_Object location annotation data_.
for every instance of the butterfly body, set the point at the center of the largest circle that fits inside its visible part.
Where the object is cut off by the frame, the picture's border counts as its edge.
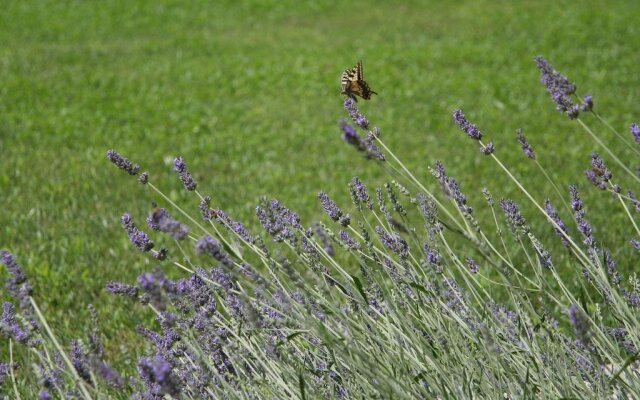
(353, 83)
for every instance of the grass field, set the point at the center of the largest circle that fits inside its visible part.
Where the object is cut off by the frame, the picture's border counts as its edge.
(249, 95)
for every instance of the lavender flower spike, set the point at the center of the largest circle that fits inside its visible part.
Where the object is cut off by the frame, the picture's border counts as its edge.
(122, 163)
(467, 127)
(635, 132)
(185, 176)
(560, 89)
(354, 113)
(580, 322)
(599, 174)
(487, 149)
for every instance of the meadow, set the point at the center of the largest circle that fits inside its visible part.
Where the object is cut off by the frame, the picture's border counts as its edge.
(249, 95)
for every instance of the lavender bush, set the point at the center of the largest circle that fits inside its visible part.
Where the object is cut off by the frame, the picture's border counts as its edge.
(403, 294)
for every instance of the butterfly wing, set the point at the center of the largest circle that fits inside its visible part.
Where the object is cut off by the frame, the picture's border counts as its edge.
(353, 83)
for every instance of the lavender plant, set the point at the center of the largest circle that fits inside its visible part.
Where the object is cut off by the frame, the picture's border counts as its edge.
(406, 296)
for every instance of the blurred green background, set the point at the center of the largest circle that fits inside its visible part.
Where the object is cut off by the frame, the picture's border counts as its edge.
(248, 93)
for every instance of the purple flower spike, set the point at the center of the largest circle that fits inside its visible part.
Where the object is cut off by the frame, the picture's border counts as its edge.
(187, 179)
(599, 174)
(560, 89)
(352, 108)
(587, 103)
(487, 149)
(122, 163)
(143, 178)
(635, 132)
(467, 127)
(526, 148)
(359, 193)
(580, 323)
(514, 217)
(472, 265)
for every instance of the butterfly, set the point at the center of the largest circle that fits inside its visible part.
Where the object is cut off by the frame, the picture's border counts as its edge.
(353, 83)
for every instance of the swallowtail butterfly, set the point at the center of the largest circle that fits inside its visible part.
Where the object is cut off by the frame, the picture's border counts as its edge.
(353, 83)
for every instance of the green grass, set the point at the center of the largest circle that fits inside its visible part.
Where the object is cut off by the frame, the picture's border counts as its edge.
(249, 96)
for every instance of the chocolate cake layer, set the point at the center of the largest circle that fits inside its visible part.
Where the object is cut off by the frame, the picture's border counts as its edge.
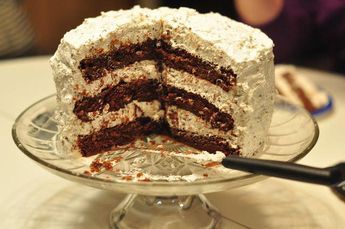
(210, 143)
(182, 60)
(93, 68)
(117, 97)
(198, 106)
(109, 138)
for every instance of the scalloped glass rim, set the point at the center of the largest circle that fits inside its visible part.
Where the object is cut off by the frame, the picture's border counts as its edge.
(82, 178)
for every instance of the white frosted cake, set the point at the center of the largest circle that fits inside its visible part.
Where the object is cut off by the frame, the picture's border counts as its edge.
(203, 79)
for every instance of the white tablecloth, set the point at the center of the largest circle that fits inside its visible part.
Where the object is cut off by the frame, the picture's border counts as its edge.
(31, 197)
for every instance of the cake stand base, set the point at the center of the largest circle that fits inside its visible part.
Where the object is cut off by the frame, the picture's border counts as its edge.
(137, 211)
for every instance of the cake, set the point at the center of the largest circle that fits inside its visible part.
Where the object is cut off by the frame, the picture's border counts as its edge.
(203, 79)
(298, 89)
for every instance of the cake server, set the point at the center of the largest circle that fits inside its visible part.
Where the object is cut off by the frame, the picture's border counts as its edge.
(333, 176)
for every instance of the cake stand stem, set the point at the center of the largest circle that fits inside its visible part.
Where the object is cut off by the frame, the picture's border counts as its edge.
(137, 211)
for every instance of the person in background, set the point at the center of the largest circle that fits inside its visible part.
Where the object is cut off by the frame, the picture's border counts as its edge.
(305, 32)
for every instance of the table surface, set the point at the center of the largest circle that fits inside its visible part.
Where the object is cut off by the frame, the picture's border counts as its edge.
(31, 197)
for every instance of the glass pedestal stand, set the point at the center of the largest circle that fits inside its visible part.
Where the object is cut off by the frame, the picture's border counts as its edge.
(165, 212)
(171, 199)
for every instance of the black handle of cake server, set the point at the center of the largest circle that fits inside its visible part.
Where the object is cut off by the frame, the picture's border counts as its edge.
(330, 176)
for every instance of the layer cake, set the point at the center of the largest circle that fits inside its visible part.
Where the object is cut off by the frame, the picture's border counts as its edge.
(202, 79)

_What to do_.
Swap "the picture's border" for "the image's border" throughout all the records and reproduce them with everything else unchanged. Leave the pictures out of your answer.

_Exercise response_.
for every instance of the butterfly body, set the point at the center of the largest circle that fits inside its visible part.
Where the object is cut off by the frame, the image's border counts as its edge.
(353, 83)
for every instance of the grass field, set the point at the center of the largest circle that fits inside its visible part.
Where the object is cut off by the frame, the image's border counts as its edge.
(249, 95)
for every instance of the lavender flower spike, set the point at the center of the largest circle that fits inside its visible part.
Where the object is cut off by the frame, the image's border counts as its edge.
(122, 163)
(467, 127)
(635, 132)
(185, 176)
(560, 89)
(354, 113)
(580, 322)
(599, 174)
(487, 149)
for every instance of the meadow, set the point at the center of the largest circle that fits inside its visible part.
Where the object is cut off by the frame, the image's border counts as its edge.
(249, 95)
for every instance of the lavender bush, set the point at the center of the largest circle that fits inside its visible part.
Where the object is cut off by the frame, the image's border counts as its edge.
(403, 294)
for every instance of the butterfly wing, set the point at the center of the largest circle that fits inside its visible part.
Where the object is cut off by the frame, the image's border counts as its edge.
(353, 83)
for every instance of the lavender plant, set the point at the center of the largest circle that fits inside its visible part.
Where the object is cut off by the frame, the image's border counts as its edge.
(406, 296)
for every instance of the blurred green background, set the point at the center of the largest circle that fits inside its visible part.
Where the object is cut off by the frame, the image's border counts as its edge.
(248, 93)
for every instance of the purple flower spike, set the point at the center of the largest circle that fits inside its visible part.
Where the object is cut off by the frame, the image's border counts as its edge.
(187, 179)
(599, 174)
(560, 89)
(352, 108)
(587, 103)
(487, 149)
(122, 163)
(143, 178)
(635, 132)
(467, 127)
(526, 148)
(359, 193)
(580, 323)
(514, 217)
(472, 265)
for every instance of the butterfly, set the point at the center of the largest circle that fits inside its visible part.
Where the object is cut off by the frame, the image's border counts as its edge.
(353, 83)
for every instance of the swallowtail butterfly, set the point at the center of the largest circle that fits inside its visible part.
Where the object is cut off by the frame, the image's border counts as its edge.
(353, 83)
for every instance of the green grass, set the point at the center of the largest circle that fits inside its visible part.
Where the object is cut off by the frame, the image's border counts as its edge.
(249, 96)
for every instance of the chocolate cake layer, set the point at the center of the largest circle that fits inside its visible part.
Where the object is cut off by the frame, the image's border counts as its edge.
(210, 143)
(182, 60)
(93, 68)
(117, 97)
(198, 106)
(109, 138)
for every instance of the scalloped glass rim, set the point at the center of the largest circle that fits inside its visible part.
Where the object is cut off by the frame, the image's border counts as its edge.
(82, 178)
for every instance of the white frosted cake, set the point at the center of the largest circle that fits inside its visible part.
Where the object is cut off by the frame, the image's border counts as its edge.
(203, 79)
for every instance of the white tablecloth, set the point at the center of the largest circle that fits inside its visible part.
Where the object is cut off by the frame, the image's border counts as its edge.
(31, 197)
for every instance of the cake stand base, set the point at the center of the largest circle that fits inside its visible part.
Where the object is cut off by the frame, the image's border counts as its edge.
(137, 211)
for every instance of the cake, set the point at the center of the largest circle that fits inside its visible part.
Where the object is cut off by the frame, the image's border counts as its edge.
(203, 79)
(298, 89)
for every instance of the cake server, set the point at the center of the largest circle that fits inside its visible part.
Where the object is cut off by the frame, the image's border counts as its edge.
(333, 176)
for every instance of the cake stand stem, set the point at the center of the largest circle that fits inside its visible part.
Where the object is cut off by the frame, the image's border counts as its edge.
(137, 211)
for every instance of the person in background, set the point at the center of the largest circle that fits inside its visible part.
Where the object is cut off by the frame, the image's border counts as its edge.
(305, 32)
for every instance of the table surface, set the point at the center of the largest circle that fits inside its visible part.
Where the object is cut off by the frame, the image's border counts as its edge.
(31, 197)
for every instance of the glass pedestal stand, set the point at the center of the largest circle that fits inside its visible part.
Where the object is cut off by the frame, the image's border counts as its edge.
(165, 212)
(171, 199)
for every instance of the black handle of cake server, set the point at the center of the largest circle that fits inside its visible part.
Where the object is cut off by the frame, the image's border counts as its edge.
(330, 176)
for every instance of the layer cake, set the point at the center of the largest circle that fits inside its visible part.
Where the object is cut off by the frame, the image's border counts as its edge.
(202, 79)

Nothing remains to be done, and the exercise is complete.